(Stored data entries)
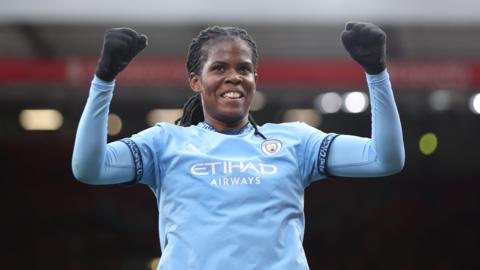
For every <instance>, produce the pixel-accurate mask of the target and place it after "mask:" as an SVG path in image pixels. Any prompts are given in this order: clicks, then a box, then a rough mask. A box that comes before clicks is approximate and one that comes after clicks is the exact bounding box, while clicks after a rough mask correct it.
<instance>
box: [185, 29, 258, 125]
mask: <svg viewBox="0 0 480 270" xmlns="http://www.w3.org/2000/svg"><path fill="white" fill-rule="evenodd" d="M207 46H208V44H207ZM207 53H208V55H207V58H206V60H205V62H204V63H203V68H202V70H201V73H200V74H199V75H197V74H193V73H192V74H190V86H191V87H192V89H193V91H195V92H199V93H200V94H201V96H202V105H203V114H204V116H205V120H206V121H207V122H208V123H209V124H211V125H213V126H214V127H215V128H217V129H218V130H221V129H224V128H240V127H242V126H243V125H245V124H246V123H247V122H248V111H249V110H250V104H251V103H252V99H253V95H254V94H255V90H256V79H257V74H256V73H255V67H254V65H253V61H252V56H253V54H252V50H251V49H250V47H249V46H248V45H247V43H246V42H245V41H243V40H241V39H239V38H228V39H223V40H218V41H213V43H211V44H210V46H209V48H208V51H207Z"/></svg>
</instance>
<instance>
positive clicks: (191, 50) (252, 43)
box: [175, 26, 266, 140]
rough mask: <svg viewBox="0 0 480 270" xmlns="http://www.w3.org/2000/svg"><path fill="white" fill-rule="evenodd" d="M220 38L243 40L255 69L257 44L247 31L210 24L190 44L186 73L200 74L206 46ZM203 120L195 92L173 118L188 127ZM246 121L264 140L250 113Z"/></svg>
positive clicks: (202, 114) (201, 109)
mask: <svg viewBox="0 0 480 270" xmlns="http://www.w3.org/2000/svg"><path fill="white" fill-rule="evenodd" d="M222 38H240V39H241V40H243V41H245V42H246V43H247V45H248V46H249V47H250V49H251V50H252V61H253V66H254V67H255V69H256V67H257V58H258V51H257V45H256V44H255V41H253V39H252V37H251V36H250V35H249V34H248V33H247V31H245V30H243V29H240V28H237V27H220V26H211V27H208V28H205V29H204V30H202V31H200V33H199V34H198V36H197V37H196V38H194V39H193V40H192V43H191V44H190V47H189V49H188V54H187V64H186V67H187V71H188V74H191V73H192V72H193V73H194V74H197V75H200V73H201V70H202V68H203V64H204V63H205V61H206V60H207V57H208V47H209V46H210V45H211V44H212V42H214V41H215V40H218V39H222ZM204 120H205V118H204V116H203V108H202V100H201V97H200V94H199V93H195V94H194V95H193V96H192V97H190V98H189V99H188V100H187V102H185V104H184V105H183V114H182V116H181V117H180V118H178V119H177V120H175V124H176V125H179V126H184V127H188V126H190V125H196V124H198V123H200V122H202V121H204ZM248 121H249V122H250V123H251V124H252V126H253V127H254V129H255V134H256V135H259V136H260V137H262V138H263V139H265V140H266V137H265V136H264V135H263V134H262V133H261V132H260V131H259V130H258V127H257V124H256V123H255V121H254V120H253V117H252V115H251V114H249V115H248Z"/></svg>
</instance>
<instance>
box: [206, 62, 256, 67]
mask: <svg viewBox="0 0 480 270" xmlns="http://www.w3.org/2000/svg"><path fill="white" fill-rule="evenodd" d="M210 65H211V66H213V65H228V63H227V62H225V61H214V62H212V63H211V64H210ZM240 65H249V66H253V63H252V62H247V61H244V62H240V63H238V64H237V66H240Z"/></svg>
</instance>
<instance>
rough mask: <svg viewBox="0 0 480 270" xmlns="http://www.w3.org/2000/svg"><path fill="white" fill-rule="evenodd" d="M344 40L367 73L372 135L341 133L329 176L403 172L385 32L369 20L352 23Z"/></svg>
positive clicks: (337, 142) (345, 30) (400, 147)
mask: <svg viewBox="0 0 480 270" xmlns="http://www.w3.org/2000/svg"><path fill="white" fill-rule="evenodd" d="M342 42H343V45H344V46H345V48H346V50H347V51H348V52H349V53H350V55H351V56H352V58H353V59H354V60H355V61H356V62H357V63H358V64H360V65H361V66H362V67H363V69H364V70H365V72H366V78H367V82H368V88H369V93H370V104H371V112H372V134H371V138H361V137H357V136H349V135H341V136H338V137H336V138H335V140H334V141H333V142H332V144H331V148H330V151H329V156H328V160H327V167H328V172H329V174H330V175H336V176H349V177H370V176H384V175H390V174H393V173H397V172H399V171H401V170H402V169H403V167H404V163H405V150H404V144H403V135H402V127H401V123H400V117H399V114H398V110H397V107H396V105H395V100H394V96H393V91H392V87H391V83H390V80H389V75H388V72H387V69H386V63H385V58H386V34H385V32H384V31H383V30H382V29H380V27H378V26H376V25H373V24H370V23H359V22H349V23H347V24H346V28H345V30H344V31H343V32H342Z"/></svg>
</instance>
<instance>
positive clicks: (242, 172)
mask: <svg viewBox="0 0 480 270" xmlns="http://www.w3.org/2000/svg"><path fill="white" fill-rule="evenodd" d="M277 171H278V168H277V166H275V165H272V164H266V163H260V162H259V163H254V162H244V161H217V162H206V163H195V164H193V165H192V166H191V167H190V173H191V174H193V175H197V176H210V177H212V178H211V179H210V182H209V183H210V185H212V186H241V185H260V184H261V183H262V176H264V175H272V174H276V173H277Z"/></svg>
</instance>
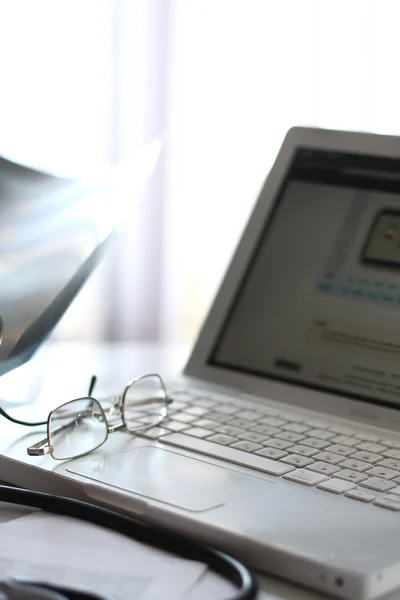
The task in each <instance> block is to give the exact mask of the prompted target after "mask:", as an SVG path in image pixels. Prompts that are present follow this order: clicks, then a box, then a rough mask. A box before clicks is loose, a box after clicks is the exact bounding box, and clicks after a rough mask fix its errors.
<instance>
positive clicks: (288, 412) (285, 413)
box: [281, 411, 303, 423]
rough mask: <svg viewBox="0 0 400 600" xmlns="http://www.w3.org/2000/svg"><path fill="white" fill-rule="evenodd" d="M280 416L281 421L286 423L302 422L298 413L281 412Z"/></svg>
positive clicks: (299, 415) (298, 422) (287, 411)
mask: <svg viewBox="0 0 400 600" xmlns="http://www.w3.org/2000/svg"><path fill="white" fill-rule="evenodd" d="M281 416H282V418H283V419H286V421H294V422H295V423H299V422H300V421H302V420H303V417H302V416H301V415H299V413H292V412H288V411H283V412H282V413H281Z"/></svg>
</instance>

PROBLEM REQUIREMENTS =
Can you rewrite the entries above with every "rough mask" renamed to "coarse mask" and everything else unchanged? Leave the pictures out of your answer.

OUTPUT FOR THIS EXERCISE =
For every <instance>, produce the pixel-accurate mask of the target and place it after "mask:" as an SVG path in image pixels. Any prompts are given in this order: clicks, then a box, then a coarse mask. A box that comes before clicks is approximate and one that comes after clicks is the exact bounding box, while clicks after a coarse mask correct it.
<instance>
box: [185, 29, 258, 125]
mask: <svg viewBox="0 0 480 270" xmlns="http://www.w3.org/2000/svg"><path fill="white" fill-rule="evenodd" d="M207 46H208V44H207ZM207 53H208V55H207V58H206V60H205V62H204V63H203V68H202V70H201V73H200V74H199V75H197V74H193V73H192V74H190V86H191V87H192V89H193V91H195V92H199V93H200V94H201V96H202V105H203V114H204V116H205V120H206V121H207V122H208V123H209V124H211V125H213V126H214V127H215V128H217V129H218V130H221V129H224V128H240V127H242V126H243V125H245V124H246V123H247V122H248V111H249V110H250V104H251V103H252V99H253V95H254V94H255V90H256V79H257V74H256V73H255V67H254V65H253V61H252V56H253V54H252V50H251V49H250V47H249V46H248V45H247V43H246V42H245V41H243V40H241V39H239V38H228V39H223V40H218V41H213V43H211V44H210V46H209V48H208V51H207Z"/></svg>
</instance>
<instance>
positive clicks: (191, 50) (252, 43)
box: [175, 26, 266, 140]
coarse mask: <svg viewBox="0 0 480 270" xmlns="http://www.w3.org/2000/svg"><path fill="white" fill-rule="evenodd" d="M220 38L243 40L255 69L257 44L247 31L210 24L190 44L186 73L200 74L206 46ZM203 120L195 92L173 118L188 127ZM246 121L264 140L250 113Z"/></svg>
positive clicks: (202, 114) (201, 109)
mask: <svg viewBox="0 0 480 270" xmlns="http://www.w3.org/2000/svg"><path fill="white" fill-rule="evenodd" d="M222 38H240V39H241V40H243V41H245V42H246V43H247V45H248V46H249V47H250V49H251V50H252V61H253V66H254V67H255V69H256V67H257V58H258V51H257V45H256V44H255V41H253V39H252V37H251V36H250V35H249V34H248V33H247V31H245V30H243V29H240V28H237V27H220V26H211V27H208V28H205V29H204V30H202V31H200V33H199V34H198V36H197V37H196V38H194V39H193V40H192V43H191V44H190V47H189V49H188V54H187V64H186V67H187V71H188V74H191V73H192V72H193V73H194V74H197V75H200V73H201V70H202V68H203V64H204V63H205V61H206V60H207V57H208V47H209V46H210V45H211V44H212V42H214V41H215V40H218V39H222ZM204 120H205V118H204V116H203V108H202V100H201V97H200V94H199V93H195V94H194V95H193V96H192V97H190V98H189V99H188V100H187V102H185V104H184V105H183V114H182V116H181V117H180V118H178V119H177V120H175V124H176V125H179V126H184V127H188V126H190V125H196V124H198V123H200V122H202V121H204ZM248 121H249V122H250V123H251V124H252V126H253V127H254V129H255V134H256V135H259V136H260V137H262V138H263V139H265V140H266V137H265V136H264V135H263V134H262V133H261V132H260V131H259V130H258V127H257V124H256V123H255V121H254V120H253V117H252V115H251V114H249V115H248Z"/></svg>
</instance>
<instance>
box: [206, 62, 256, 67]
mask: <svg viewBox="0 0 480 270" xmlns="http://www.w3.org/2000/svg"><path fill="white" fill-rule="evenodd" d="M210 65H211V66H213V65H228V63H227V62H225V61H214V62H212V63H211V64H210ZM240 65H249V66H253V63H252V62H247V61H244V62H240V63H238V64H237V66H240Z"/></svg>
</instance>
<instance>
coarse mask: <svg viewBox="0 0 480 270" xmlns="http://www.w3.org/2000/svg"><path fill="white" fill-rule="evenodd" d="M344 40L367 73L372 135L341 133L329 176L403 172L385 32L369 20L352 23Z"/></svg>
positive clicks: (337, 142) (345, 30) (400, 147)
mask: <svg viewBox="0 0 480 270" xmlns="http://www.w3.org/2000/svg"><path fill="white" fill-rule="evenodd" d="M342 42H343V45H344V46H345V48H346V50H347V51H348V52H349V53H350V55H351V56H352V58H353V59H354V60H355V61H356V62H357V63H358V64H360V65H361V66H362V67H363V69H364V70H365V72H366V78H367V82H368V88H369V93H370V104H371V112H372V134H371V138H361V137H357V136H349V135H341V136H338V137H336V138H335V140H334V141H333V142H332V144H331V148H330V151H329V156H328V160H327V167H328V172H329V174H330V175H336V176H349V177H370V176H384V175H390V174H393V173H397V172H399V171H401V170H402V169H403V167H404V163H405V150H404V144H403V135H402V127H401V123H400V117H399V114H398V110H397V107H396V105H395V100H394V96H393V91H392V87H391V83H390V80H389V75H388V72H387V69H386V63H385V58H386V34H385V32H384V31H383V30H382V29H380V27H378V26H376V25H373V24H370V23H359V22H349V23H347V24H346V28H345V30H344V31H343V32H342Z"/></svg>
</instance>
<instance>
positive clicks: (242, 172)
mask: <svg viewBox="0 0 480 270" xmlns="http://www.w3.org/2000/svg"><path fill="white" fill-rule="evenodd" d="M277 171H278V168H277V166H275V165H272V164H266V163H260V162H259V163H254V162H244V161H217V162H206V163H195V164H193V165H192V166H191V167H190V173H191V174H193V175H197V176H210V177H212V178H211V179H210V182H209V183H210V185H212V186H241V185H260V184H261V183H262V176H264V175H272V174H276V173H277Z"/></svg>
</instance>
The task in each <instance> block is to give the exact mask of the prompted target after "mask:", as an SVG path in image pixels. Prompts that are present follow this order: clicks, then a box, then a coarse mask. A box before clicks is loose, a box after clicks is the exact bounding box, and clicks after a coarse mask fix its errors.
<instance>
positive clicks: (288, 412) (285, 413)
box: [281, 411, 303, 423]
coarse mask: <svg viewBox="0 0 400 600" xmlns="http://www.w3.org/2000/svg"><path fill="white" fill-rule="evenodd" d="M280 416L281 421L286 423L302 422L298 413L281 412Z"/></svg>
positive clicks: (299, 415) (298, 422) (287, 411)
mask: <svg viewBox="0 0 400 600" xmlns="http://www.w3.org/2000/svg"><path fill="white" fill-rule="evenodd" d="M281 416H282V418H283V419H286V421H294V422H295V423H299V422H300V421H302V420H303V417H302V416H301V415H299V413H292V412H288V411H283V412H282V413H281Z"/></svg>
</instance>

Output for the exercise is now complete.